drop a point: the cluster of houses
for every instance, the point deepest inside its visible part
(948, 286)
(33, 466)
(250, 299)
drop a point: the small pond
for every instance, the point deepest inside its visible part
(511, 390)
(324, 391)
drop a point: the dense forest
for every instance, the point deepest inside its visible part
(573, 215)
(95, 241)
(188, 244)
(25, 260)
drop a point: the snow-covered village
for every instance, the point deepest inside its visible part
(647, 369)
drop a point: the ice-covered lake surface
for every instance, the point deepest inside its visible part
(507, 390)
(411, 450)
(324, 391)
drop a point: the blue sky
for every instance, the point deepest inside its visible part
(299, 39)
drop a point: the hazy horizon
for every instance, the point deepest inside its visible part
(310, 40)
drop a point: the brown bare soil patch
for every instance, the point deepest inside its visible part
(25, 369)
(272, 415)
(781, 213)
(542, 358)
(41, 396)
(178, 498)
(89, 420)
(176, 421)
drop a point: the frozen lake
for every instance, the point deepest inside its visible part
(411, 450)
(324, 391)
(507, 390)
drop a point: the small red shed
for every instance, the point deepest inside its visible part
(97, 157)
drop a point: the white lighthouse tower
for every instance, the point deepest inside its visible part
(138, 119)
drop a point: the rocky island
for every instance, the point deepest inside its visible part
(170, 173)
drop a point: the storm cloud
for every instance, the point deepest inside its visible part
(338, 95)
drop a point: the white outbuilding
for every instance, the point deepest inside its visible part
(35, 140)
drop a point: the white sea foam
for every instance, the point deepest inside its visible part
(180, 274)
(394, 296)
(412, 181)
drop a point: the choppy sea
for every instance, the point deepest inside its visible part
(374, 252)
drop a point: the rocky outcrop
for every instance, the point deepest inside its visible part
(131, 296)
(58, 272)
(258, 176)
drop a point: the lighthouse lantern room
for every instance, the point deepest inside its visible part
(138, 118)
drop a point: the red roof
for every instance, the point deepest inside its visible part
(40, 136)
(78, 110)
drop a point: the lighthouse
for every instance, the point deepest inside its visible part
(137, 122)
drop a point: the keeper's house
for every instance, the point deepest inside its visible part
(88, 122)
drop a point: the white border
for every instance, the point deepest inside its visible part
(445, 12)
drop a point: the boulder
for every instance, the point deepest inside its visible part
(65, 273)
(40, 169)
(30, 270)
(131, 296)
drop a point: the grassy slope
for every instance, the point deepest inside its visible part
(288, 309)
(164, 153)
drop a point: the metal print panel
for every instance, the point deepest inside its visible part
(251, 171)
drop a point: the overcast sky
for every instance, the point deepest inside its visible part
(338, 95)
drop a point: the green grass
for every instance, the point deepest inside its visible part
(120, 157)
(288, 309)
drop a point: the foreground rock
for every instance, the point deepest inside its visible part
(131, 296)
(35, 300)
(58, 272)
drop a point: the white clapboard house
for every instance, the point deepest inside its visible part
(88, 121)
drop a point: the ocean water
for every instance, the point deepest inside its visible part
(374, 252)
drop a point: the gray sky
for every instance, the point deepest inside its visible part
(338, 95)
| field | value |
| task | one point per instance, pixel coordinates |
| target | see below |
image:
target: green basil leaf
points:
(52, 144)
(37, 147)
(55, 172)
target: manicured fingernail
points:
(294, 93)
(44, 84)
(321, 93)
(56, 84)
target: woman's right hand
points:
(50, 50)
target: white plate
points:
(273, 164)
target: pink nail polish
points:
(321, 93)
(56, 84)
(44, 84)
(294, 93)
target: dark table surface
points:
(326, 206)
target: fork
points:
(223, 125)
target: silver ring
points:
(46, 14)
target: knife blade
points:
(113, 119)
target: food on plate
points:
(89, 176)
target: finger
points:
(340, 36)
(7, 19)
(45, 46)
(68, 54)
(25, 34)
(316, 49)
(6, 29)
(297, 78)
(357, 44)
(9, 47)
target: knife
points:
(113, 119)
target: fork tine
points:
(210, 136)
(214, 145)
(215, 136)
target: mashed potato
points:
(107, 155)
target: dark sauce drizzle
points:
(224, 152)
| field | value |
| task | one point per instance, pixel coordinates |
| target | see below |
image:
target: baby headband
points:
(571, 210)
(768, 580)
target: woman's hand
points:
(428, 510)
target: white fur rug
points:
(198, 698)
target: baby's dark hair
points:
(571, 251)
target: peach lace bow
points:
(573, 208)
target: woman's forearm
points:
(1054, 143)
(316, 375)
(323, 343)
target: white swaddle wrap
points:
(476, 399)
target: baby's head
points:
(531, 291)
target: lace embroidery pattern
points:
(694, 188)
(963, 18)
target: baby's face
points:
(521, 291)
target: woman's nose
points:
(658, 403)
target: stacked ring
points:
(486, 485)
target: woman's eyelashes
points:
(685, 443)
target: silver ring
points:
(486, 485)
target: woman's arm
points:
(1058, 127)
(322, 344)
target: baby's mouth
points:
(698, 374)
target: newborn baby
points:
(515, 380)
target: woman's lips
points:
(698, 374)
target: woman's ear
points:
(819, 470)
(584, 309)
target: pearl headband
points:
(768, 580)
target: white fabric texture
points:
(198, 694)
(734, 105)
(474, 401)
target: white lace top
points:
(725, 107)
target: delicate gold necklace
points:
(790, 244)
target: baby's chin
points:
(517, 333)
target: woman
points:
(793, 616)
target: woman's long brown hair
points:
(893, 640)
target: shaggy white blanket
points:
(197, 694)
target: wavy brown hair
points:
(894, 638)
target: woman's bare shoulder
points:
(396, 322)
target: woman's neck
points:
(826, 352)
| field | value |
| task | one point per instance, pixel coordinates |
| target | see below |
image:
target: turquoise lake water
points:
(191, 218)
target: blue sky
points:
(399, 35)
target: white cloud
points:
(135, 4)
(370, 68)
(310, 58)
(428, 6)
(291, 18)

__What is required__: How many lines in the records contain the string "hair"? Give the number by itself.

__Response area__: 3